(Saved data entries)
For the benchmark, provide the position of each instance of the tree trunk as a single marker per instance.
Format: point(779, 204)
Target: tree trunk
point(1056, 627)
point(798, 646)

### Given exercise:
Could you write out every line of the records above again, requests included, but offset each coordinate in the point answers by adding 10 to it (leaving the format samples as they are)?

### Answer:
For the benchmark, provide the position of each instance of the tree trunk as a single marker per instance.
Format: point(779, 204)
Target: tree trunk
point(1066, 637)
point(808, 656)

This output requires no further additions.